Ours doesn't either... I was thinking about polying in another room to vent to, scrubbing that and then venting outside... nick I think you have some mad experience... does this sound the right way to do it? (it's going to be an attic garden so it may be my only option to vent to another part of the attic to "de-skunkify" the air before I vent it outside...

Thanks and thanks!


----------



## Goochie (Mar 20, 2009)

lookin quite lovely so far..
i wish i had the resources [flow] to do something like that..


----------



## Hulk Nugs (Mar 20, 2009)

looking good man..........keep those girls happy... aww your making it look so easy just a clean room a fan and lights .... i know some people get a envriomental controller for there big rooms are you ?? clean setup man what kind of ebbaflow are you goign to go with ??


----------



## BuddyJesus (Mar 20, 2009)

very nice setup dude! Clean and simple i love it. Cant wait to see how those ladies are gonna turn out.


----------



## GuitarGod (Mar 20, 2009)

loving it man, I'm subscribed


----------



## nickfury510 (Mar 23, 2009)

Hulk Nugs said:


> looking good man..........keep those girls happy... aww your making it look so easy just a clean room a fan and lights .... i know some people get a envriomental controller for there big rooms are you ?? clean setup man what kind of ebbaflow are you goign to go with ??

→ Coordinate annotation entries

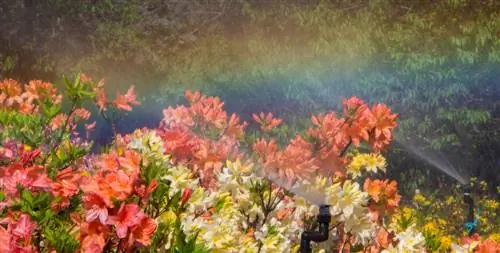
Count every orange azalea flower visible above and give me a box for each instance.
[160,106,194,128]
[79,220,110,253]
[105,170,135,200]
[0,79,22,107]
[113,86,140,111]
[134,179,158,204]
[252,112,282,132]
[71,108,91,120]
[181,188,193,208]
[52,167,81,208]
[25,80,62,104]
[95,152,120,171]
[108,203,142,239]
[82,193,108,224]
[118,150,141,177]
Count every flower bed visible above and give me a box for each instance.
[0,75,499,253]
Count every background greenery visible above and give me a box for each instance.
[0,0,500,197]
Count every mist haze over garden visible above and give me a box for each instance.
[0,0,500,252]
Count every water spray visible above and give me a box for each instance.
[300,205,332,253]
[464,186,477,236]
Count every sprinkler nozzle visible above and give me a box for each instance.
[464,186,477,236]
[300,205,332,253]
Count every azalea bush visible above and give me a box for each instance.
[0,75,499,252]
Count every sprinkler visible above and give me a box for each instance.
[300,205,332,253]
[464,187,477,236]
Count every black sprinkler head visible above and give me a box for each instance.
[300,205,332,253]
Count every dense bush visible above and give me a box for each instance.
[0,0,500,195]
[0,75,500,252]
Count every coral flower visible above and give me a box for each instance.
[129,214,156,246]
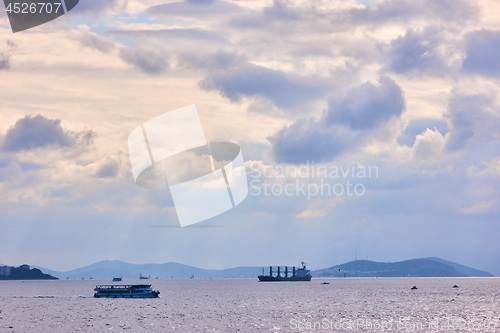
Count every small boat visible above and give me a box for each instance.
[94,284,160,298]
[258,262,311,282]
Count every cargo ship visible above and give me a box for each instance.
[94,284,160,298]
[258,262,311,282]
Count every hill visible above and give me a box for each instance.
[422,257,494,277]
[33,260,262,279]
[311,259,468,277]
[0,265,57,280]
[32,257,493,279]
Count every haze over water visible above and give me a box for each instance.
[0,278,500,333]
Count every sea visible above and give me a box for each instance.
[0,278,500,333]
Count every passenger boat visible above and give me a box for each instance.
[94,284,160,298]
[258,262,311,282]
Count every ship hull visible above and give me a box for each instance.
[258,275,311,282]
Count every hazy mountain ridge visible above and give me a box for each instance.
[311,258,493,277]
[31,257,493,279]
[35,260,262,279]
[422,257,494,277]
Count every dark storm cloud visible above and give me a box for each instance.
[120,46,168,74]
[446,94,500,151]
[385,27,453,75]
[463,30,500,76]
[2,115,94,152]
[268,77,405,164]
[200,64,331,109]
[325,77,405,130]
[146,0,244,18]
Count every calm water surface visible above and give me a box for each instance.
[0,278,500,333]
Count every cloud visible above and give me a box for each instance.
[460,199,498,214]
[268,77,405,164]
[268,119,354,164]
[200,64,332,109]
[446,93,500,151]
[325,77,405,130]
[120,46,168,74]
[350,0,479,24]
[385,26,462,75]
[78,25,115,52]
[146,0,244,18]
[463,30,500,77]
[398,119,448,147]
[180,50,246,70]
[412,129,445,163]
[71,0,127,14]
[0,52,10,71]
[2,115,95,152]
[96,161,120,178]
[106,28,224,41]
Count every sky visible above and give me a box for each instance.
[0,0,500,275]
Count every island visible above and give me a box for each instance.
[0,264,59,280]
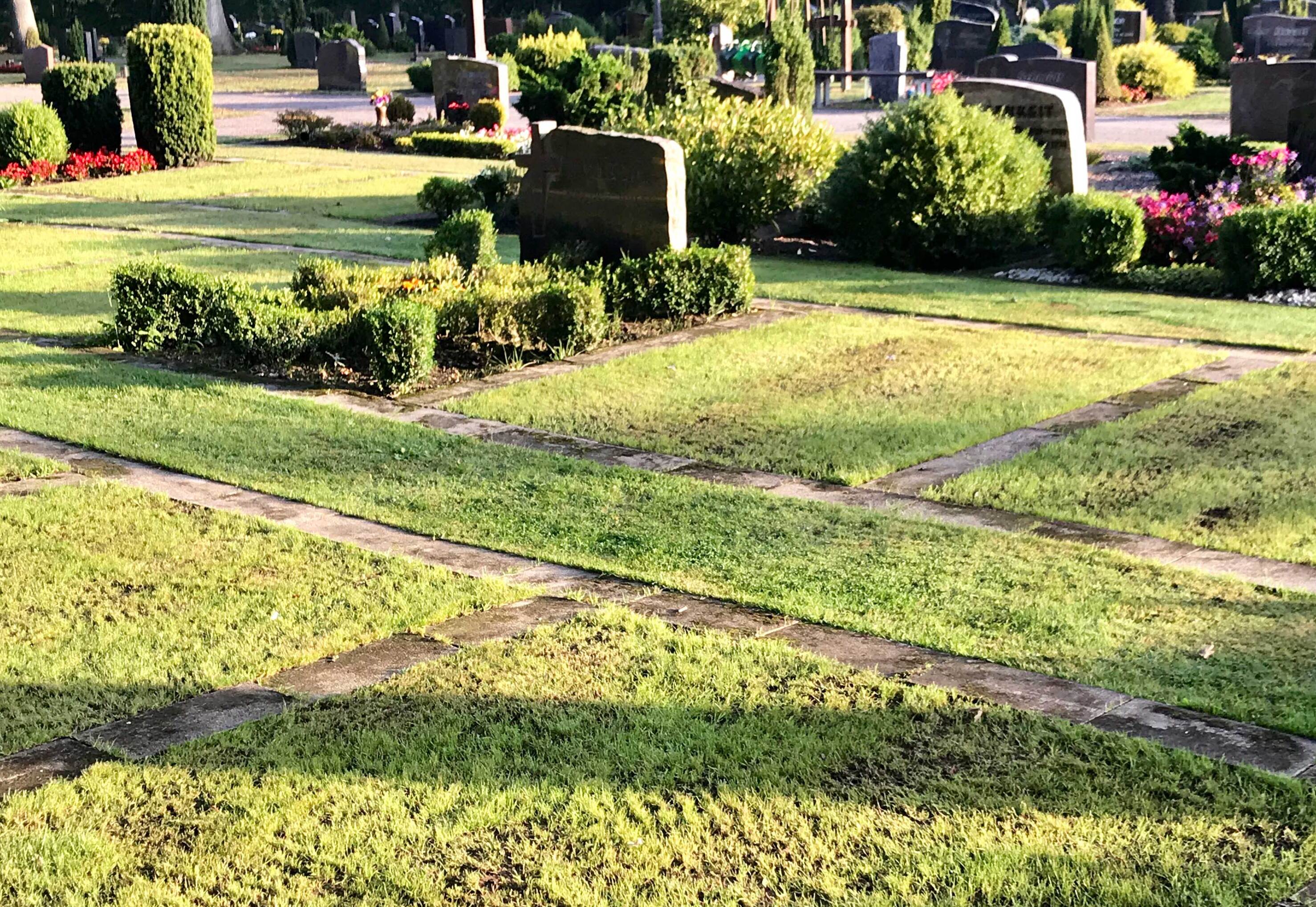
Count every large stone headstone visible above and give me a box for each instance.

→ EXERCISE DESCRIPTION
Reproduce the passage of the forum thread from "Ours doesn't either..." up to and including "Goochie (Mar 20, 2009)".

→ COMPLETED TASK
Ours doesn't either... I was thinking about polying in another room to vent to, scrubbing that and then venting outside... nick I think you have some mad experience... does this sound the right way to do it? (it's going to be an attic garden so it may be my only option to vent to another part of the attic to "de-skunkify" the air before I vent it outside...

Thanks and thanks!


----------



## Goochie (Mar 20, 2009)